* start Material provided *

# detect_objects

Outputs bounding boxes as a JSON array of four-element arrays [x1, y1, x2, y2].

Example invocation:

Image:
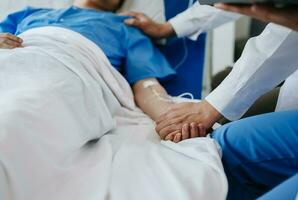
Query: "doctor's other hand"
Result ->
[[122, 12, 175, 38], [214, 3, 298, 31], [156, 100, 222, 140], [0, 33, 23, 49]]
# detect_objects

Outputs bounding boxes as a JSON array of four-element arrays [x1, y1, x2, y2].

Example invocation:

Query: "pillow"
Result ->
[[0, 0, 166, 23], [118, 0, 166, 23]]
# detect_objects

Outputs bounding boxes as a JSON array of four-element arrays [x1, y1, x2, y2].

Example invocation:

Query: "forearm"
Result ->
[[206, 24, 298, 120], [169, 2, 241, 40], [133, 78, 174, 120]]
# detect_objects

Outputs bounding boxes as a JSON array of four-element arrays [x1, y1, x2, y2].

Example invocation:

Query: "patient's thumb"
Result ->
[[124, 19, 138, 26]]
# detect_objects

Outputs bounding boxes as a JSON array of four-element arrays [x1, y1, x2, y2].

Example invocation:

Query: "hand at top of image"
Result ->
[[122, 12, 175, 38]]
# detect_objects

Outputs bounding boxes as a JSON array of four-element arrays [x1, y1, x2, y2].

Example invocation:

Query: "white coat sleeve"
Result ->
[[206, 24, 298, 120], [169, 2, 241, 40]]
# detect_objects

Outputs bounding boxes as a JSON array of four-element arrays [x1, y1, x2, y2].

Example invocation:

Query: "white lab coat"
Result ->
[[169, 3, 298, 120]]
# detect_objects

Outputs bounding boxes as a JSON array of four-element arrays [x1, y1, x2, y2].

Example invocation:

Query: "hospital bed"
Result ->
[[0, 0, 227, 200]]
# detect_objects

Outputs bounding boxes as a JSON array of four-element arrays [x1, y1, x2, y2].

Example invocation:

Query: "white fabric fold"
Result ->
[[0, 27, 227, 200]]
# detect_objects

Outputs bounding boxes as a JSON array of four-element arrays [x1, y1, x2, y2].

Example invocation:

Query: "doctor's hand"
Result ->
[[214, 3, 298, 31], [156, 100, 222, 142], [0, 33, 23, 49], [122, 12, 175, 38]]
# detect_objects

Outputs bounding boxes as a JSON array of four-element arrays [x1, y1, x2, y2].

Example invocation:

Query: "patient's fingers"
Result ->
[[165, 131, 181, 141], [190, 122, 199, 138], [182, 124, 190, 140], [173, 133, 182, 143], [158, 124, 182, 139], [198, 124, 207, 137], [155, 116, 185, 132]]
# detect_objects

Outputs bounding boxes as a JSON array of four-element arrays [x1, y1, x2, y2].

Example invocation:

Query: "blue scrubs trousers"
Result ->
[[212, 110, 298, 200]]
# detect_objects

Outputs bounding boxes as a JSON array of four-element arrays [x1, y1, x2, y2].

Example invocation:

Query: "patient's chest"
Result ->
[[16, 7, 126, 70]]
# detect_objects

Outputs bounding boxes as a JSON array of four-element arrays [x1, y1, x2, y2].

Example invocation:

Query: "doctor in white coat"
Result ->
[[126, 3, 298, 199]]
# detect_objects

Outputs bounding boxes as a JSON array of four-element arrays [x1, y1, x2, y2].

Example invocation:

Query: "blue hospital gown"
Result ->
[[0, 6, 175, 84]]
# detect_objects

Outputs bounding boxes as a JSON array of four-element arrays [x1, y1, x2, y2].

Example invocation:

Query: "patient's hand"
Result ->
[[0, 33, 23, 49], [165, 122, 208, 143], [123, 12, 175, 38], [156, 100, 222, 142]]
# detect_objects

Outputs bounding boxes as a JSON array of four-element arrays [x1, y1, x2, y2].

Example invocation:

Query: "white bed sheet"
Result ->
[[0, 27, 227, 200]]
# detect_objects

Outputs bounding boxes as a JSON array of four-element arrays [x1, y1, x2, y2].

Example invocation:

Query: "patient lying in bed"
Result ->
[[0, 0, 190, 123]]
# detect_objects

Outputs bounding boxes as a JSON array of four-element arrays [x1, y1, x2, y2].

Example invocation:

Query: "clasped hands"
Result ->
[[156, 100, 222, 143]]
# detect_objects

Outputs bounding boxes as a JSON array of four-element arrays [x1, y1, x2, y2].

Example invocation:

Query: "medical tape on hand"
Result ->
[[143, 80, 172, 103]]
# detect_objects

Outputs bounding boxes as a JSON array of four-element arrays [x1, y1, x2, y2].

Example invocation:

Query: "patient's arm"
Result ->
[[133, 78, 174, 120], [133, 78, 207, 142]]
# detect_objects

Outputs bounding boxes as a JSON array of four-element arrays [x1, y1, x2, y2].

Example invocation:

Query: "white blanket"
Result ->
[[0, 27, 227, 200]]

* end Material provided *
* start Material provided *

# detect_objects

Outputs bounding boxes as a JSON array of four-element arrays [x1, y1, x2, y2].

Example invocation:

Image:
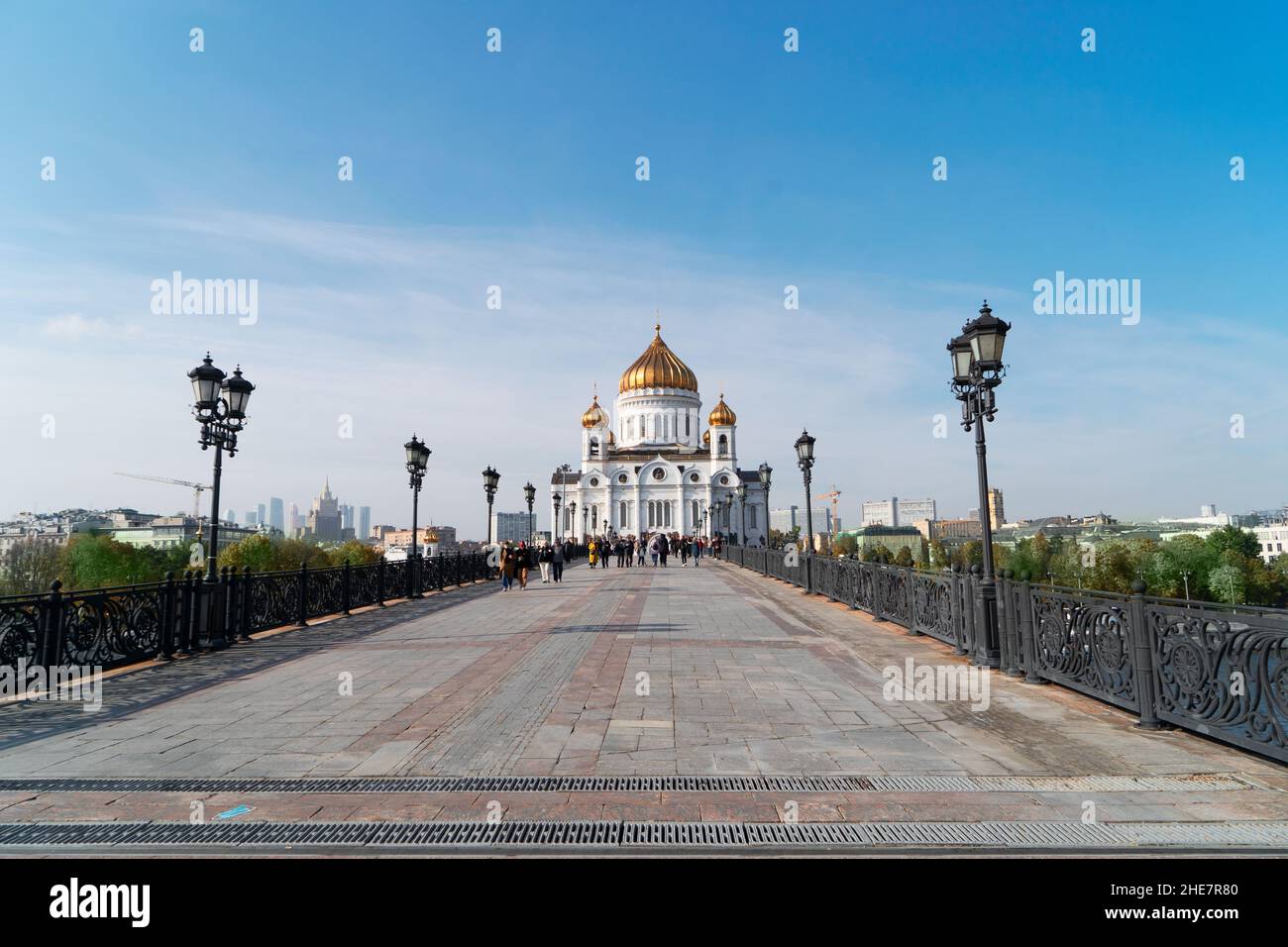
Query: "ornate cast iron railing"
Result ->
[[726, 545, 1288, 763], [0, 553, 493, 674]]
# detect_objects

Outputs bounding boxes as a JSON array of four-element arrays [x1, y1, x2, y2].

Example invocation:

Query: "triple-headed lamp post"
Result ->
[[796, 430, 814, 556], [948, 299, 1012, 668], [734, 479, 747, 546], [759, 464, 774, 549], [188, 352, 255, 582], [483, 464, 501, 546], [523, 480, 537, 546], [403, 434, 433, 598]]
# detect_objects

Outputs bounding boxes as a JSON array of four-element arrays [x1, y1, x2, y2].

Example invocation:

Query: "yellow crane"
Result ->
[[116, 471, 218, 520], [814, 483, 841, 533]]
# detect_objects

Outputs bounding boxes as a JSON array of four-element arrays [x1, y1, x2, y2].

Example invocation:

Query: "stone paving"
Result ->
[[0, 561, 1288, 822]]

* end Material provided *

## Exercise details
Please count the lines of the material that contain the string "patient", treating uppercase and lowercase as different. Give only the number.

## Answer to this task
6